AUSGANGSTEXT
§
# Gaming monitor 24 oder 26''



## Daniel B. (26. Oktober 2009)

Hey Leute,
ich stehe wirklich vor einer riesen Frage: Welchen neuen Gaming Monitor mit 24 oder 26 Zoll soll ich mir kaufen?

Ich möchte einen wirklich Guten, den ich auch für die Zukunft benutzen kann, ohne mir nach wenigen Monaten oder 2 Jahren einen Neuen holen zu müssen?

Was wäre mit diesem: LG W2486L-PF 24 Zoll TFT Monitor HDMI/ DVI-D: Amazon.de: Elektronik

Preis darf bis 550 Euro gehen! 

Ihr seit echt meine letzte Hilfe!!!

DANIEL


----------



## paxtn (26. Oktober 2009)

Also von den Daten her, ist der schon recht gut. Haste schon mal bei prad.de geguckt? z.B. hier

Monitore von LG, Dell und Samsung sind schon nicht ohne, also da steckt schon gute Qualität hinter. Es gibt auch noch weitere gute Hersteller 

MfG paxtn


----------



## rabit (26. Oktober 2009)

Die besten Monitore bauen Eizo!
Ich persönlich habe den T220 reicht vollkommen zum gamen.
Kannst ja mal nach Eizo googeln.


----------



## Caspar (27. Oktober 2009)
§
EINTRÄGE
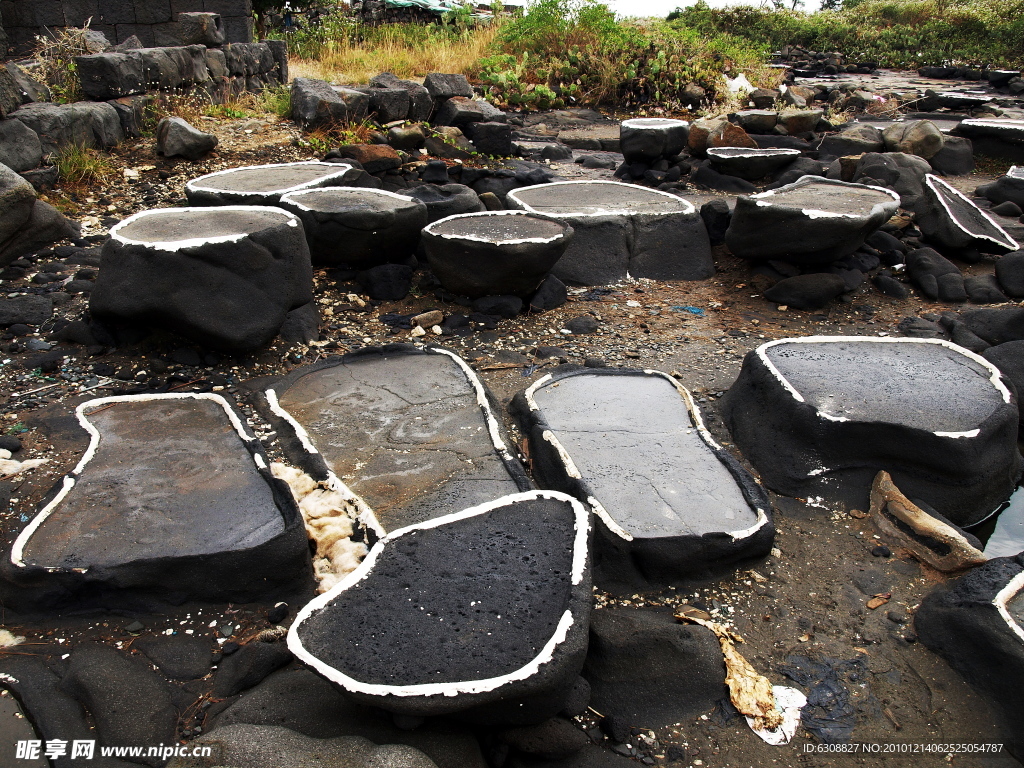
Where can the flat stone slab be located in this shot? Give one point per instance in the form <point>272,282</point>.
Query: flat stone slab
<point>1009,186</point>
<point>225,278</point>
<point>750,164</point>
<point>622,229</point>
<point>498,253</point>
<point>820,416</point>
<point>476,612</point>
<point>813,220</point>
<point>173,495</point>
<point>264,184</point>
<point>357,227</point>
<point>951,222</point>
<point>633,445</point>
<point>976,623</point>
<point>411,431</point>
<point>997,137</point>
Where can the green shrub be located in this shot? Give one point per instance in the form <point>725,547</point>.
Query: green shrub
<point>894,33</point>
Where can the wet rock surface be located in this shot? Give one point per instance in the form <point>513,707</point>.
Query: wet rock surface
<point>812,220</point>
<point>225,278</point>
<point>495,254</point>
<point>355,227</point>
<point>976,623</point>
<point>264,184</point>
<point>669,500</point>
<point>622,229</point>
<point>411,431</point>
<point>501,590</point>
<point>846,432</point>
<point>143,511</point>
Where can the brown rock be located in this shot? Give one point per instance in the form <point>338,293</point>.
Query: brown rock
<point>728,134</point>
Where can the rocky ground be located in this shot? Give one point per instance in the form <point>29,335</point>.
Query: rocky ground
<point>809,598</point>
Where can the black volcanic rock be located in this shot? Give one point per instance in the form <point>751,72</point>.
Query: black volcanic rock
<point>821,416</point>
<point>482,613</point>
<point>672,501</point>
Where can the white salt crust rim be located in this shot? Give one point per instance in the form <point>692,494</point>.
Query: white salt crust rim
<point>1001,603</point>
<point>179,245</point>
<point>993,378</point>
<point>202,183</point>
<point>686,207</point>
<point>814,213</point>
<point>17,551</point>
<point>944,188</point>
<point>366,514</point>
<point>293,197</point>
<point>572,471</point>
<point>723,152</point>
<point>1015,125</point>
<point>545,655</point>
<point>654,123</point>
<point>489,214</point>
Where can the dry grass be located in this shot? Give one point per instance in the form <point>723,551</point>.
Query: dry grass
<point>346,61</point>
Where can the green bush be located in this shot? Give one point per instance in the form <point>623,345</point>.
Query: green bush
<point>577,52</point>
<point>894,33</point>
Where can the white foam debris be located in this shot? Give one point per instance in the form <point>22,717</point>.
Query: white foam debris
<point>329,517</point>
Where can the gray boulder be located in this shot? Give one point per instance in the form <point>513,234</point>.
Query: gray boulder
<point>105,76</point>
<point>16,200</point>
<point>88,124</point>
<point>460,112</point>
<point>19,147</point>
<point>202,29</point>
<point>855,140</point>
<point>176,138</point>
<point>32,89</point>
<point>316,102</point>
<point>955,158</point>
<point>898,171</point>
<point>920,137</point>
<point>445,86</point>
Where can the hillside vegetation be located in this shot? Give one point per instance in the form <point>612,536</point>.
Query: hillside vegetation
<point>577,52</point>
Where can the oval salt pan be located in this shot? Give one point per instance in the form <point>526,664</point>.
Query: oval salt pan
<point>482,613</point>
<point>632,443</point>
<point>820,416</point>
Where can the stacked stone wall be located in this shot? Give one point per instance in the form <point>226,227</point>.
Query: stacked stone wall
<point>153,22</point>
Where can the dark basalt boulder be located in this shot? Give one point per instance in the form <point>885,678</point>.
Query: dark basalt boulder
<point>954,225</point>
<point>935,275</point>
<point>821,416</point>
<point>446,200</point>
<point>976,623</point>
<point>648,139</point>
<point>264,184</point>
<point>750,164</point>
<point>225,278</point>
<point>645,667</point>
<point>357,227</point>
<point>497,253</point>
<point>1008,187</point>
<point>482,613</point>
<point>622,229</point>
<point>153,510</point>
<point>412,431</point>
<point>669,500</point>
<point>811,221</point>
<point>995,137</point>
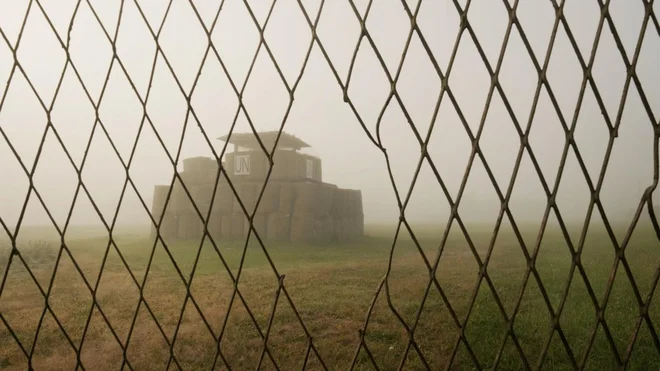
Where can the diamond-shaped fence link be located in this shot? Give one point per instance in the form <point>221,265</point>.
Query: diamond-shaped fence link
<point>362,355</point>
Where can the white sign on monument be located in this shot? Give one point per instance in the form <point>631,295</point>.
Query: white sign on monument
<point>310,169</point>
<point>242,165</point>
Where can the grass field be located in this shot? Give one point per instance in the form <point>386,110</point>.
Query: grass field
<point>332,288</point>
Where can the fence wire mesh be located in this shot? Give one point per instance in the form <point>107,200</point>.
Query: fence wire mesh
<point>362,355</point>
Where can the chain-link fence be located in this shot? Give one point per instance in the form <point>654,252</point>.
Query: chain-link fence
<point>462,344</point>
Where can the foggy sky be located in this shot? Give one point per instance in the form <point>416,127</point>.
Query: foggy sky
<point>318,115</point>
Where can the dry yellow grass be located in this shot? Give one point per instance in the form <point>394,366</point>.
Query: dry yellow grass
<point>332,288</point>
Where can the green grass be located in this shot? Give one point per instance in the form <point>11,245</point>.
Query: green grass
<point>332,287</point>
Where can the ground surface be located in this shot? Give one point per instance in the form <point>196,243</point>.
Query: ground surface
<point>332,287</point>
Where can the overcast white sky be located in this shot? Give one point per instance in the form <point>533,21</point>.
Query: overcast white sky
<point>319,115</point>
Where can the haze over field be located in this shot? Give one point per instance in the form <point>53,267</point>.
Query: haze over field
<point>319,115</point>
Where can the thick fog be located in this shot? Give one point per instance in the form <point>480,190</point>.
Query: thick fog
<point>319,114</point>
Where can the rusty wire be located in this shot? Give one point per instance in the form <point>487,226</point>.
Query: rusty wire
<point>503,192</point>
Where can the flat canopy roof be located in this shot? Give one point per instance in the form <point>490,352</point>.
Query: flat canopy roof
<point>248,140</point>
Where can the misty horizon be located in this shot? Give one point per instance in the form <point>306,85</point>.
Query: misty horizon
<point>318,114</point>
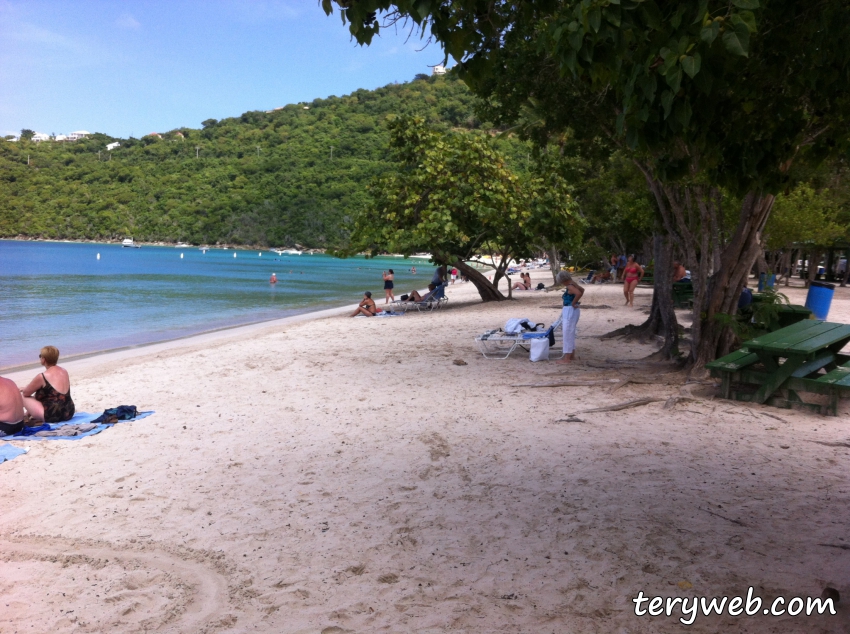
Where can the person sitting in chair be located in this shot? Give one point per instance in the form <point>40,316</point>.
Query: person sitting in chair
<point>11,408</point>
<point>366,307</point>
<point>415,296</point>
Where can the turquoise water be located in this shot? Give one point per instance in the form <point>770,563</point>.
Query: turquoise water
<point>60,294</point>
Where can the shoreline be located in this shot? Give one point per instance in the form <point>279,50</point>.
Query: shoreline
<point>281,486</point>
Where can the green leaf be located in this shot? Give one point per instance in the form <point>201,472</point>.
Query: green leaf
<point>691,64</point>
<point>748,18</point>
<point>576,39</point>
<point>667,102</point>
<point>683,112</point>
<point>612,15</point>
<point>746,4</point>
<point>594,18</point>
<point>709,33</point>
<point>701,11</point>
<point>674,78</point>
<point>737,40</point>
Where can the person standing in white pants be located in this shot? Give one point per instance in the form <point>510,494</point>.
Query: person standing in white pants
<point>570,314</point>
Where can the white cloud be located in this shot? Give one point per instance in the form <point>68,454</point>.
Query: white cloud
<point>127,21</point>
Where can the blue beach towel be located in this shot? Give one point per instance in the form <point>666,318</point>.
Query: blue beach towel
<point>79,418</point>
<point>8,452</point>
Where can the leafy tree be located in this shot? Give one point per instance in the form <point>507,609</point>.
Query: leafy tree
<point>455,197</point>
<point>801,217</point>
<point>705,94</point>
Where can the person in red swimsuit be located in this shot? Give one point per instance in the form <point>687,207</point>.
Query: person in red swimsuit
<point>632,274</point>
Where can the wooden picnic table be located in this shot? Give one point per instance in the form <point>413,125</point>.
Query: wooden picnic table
<point>774,368</point>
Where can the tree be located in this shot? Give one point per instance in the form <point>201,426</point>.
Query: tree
<point>454,196</point>
<point>805,218</point>
<point>704,94</point>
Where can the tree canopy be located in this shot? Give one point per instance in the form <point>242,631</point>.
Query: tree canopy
<point>455,196</point>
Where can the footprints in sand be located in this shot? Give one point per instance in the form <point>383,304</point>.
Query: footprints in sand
<point>97,586</point>
<point>438,446</point>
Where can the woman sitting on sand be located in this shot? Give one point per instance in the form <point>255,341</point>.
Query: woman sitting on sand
<point>525,284</point>
<point>48,396</point>
<point>366,307</point>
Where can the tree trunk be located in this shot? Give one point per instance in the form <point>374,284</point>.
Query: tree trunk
<point>724,286</point>
<point>812,271</point>
<point>488,291</point>
<point>662,318</point>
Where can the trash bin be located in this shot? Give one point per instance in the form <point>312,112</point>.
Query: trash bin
<point>819,299</point>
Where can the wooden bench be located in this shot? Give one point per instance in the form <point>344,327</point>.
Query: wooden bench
<point>777,367</point>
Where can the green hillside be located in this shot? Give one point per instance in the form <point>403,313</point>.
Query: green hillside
<point>309,174</point>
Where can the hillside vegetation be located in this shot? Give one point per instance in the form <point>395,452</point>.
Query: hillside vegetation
§
AUFGABE
Kopieren Sie aus dem Forenthread über Gaming-Monitore die Passage von „Die besten Monitore“ bis einschließlich „(27. Oktober 2009)“ wortgetreu. Die Einträge sind hierfür ohne Bedeutung.

ANTWORT
Die besten Monitore bauen Eizo!
Ich persönlich habe den T220 reicht vollkommen zum gamen.
Kannst ja mal nach Eizo googeln.


----------



## Caspar (27. Oktober 2009)